++++ Supplied material ++++

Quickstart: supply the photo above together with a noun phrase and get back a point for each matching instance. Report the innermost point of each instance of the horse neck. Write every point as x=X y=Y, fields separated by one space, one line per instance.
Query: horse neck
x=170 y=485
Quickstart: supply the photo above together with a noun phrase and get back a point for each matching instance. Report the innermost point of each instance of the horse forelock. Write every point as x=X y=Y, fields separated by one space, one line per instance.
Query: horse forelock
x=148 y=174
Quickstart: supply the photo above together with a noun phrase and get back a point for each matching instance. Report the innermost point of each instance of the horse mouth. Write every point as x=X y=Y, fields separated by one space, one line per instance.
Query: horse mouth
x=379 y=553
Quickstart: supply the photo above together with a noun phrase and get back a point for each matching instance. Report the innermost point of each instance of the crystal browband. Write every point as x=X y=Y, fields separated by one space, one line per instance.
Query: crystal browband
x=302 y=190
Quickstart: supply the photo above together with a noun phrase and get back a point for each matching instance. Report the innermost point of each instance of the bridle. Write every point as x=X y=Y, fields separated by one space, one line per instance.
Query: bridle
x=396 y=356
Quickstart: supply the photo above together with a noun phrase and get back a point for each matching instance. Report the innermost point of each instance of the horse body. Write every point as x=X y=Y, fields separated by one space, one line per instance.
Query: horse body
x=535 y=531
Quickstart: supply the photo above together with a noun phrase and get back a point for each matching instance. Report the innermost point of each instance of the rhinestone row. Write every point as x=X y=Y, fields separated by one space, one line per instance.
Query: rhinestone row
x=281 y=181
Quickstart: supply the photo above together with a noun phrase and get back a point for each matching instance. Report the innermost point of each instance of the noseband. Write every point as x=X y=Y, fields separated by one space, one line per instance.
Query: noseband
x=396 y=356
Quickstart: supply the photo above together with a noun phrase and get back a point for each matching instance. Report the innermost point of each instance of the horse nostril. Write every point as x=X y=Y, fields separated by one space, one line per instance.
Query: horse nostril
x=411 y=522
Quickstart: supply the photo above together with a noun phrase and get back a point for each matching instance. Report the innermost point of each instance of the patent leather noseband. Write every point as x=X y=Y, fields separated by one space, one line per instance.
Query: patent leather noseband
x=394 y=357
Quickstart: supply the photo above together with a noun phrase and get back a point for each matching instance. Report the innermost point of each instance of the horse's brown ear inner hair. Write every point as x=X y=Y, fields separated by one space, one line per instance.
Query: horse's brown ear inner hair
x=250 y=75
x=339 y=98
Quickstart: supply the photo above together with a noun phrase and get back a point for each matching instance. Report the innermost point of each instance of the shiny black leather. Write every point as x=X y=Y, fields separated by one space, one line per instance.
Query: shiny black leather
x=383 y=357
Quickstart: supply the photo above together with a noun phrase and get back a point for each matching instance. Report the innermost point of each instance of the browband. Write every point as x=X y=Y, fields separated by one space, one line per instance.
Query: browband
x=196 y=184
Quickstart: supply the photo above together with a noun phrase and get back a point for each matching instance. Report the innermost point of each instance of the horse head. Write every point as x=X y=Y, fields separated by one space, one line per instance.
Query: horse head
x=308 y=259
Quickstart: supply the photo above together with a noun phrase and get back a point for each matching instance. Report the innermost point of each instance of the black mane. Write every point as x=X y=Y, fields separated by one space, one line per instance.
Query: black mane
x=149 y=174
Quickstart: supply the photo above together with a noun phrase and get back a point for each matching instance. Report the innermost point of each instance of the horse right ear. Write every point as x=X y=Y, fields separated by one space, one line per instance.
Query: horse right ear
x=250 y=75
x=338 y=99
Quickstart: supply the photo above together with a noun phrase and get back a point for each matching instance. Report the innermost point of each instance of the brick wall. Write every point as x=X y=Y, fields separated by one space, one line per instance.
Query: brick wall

++++

* _Requirements_
Copy every line of the listing above without any changes.

* _Solution below_
Quickstart: supply the photo above together with a noun phrase and get back a point for each matching instance. Report the innermost point of each instance of the horse neck. Write every point as x=X y=Y, fields separated by one space, one line per instance.
Query: horse neck
x=170 y=485
Quickstart: supply the photo above together with a noun phrase and get back a point for each matching instance. Report the innermost point of each instance of the horse forelock. Write every point as x=X y=Y, fields separated by one space, one line per instance.
Query: horse forelock
x=148 y=174
Quickstart: supply the photo above together with a noun phrase and get back a point for each matching instance. Report the innermost point of each instance of the horse mouth. Write every point as x=X y=Y, fields separated by one space, one line per instance.
Query: horse mouth
x=379 y=553
Quickstart: supply the photo above together with a noun phrase and get back a point for each matching instance. Report the innermost point of each instance of the crystal browband. Write every point as x=X y=Y, fields separated by one space, one line per instance.
Query: crystal browband
x=302 y=190
Quickstart: supply the photo above together with a noun phrase and get back a point for each matching instance. Report the innermost point of each instance of the bridle. Write every point as x=X y=Y, fields separated by one space, one line per instance.
Query: bridle
x=396 y=356
Quickstart: supply the photo above together with a noun phrase and get back a point for each matching instance. Report the innermost point of each instance of the horse body. Write every point as x=X y=Y, fields separated by one space, one line per instance.
Query: horse body
x=535 y=531
Quickstart: supply the photo above together with a noun phrase and get back a point for each matching instance. Report the innermost point of each instance of the rhinestone row. Write every point as x=X y=Y, fields separated by one space, one line per instance.
Query: rhinestone row
x=281 y=181
Quickstart: supply the photo above together with a noun phrase and get back a point for each matching instance. Report the innermost point of each instance of the noseband. Write every point as x=X y=Y, fields separated by one space, one line per instance.
Query: noseband
x=396 y=356
Quickstart: supply the photo above together with a noun phrase and get back a point for each matching instance. Report the innermost point of each instance of the horse nostril. Write every point as x=X y=Y, fields separated by one space, one line per instance.
Query: horse nostril
x=411 y=522
Quickstart: supply the photo above together with a noun phrase and get back a point for each matching instance. Report the innermost point of each instance of the patent leather noseband. Write every point as x=X y=Y, fields separated by one space, one line per instance.
Query: patent leather noseband
x=394 y=357
Quickstart: supply the photo above together with a noun phrase and get back a point for each matching instance. Report the innermost point of each instance of the horse's brown ear inner hair. Write every point as x=X y=Y, fields separated by one space, one line per instance.
Query: horse's brown ear inner hair
x=250 y=75
x=339 y=98
Quickstart: supply the photo above together with a noun phrase and get back a point for each matching instance. Report the innermost point of each instance of the shiny black leather. Write every point as x=X y=Y, fields separated by one space, one line per instance.
Query: shiny black leather
x=383 y=357
Quickstart: supply the photo above together with a noun phrase and get back a point for each matching instance. Report the innermost point of each instance of the browband. Write every point as x=X y=Y, fields separated by one space, one line per instance.
Query: browband
x=196 y=184
Quickstart: supply the photo above together with a noun phrase and get back a point for each matching instance. Report the innermost point of each instance of the horse head. Write every point as x=X y=Y, fields separated by one space, one line per instance.
Query: horse head
x=308 y=259
Quickstart: supply the photo above together with a noun phrase and get back a point for each matching instance. Report the innermost point of each instance of the black mane. Write every point as x=X y=Y, fields separated by one space, one line per instance.
Query: black mane
x=149 y=174
Quickstart: supply the photo above together with a noun phrase and get back a point for each matching instance. Report the innermost point of each instance of the horse right ear. Write every point as x=X y=Y, fields separated by one space, one line per instance.
Query: horse right ear
x=250 y=75
x=338 y=99
Quickstart: supply the photo above together with a noun phrase and get back a point for each matching instance. Report the innermost point of each instance of the brick wall. Write every point as x=X y=Y, fields separated by one space, one line per instance.
Query: brick wall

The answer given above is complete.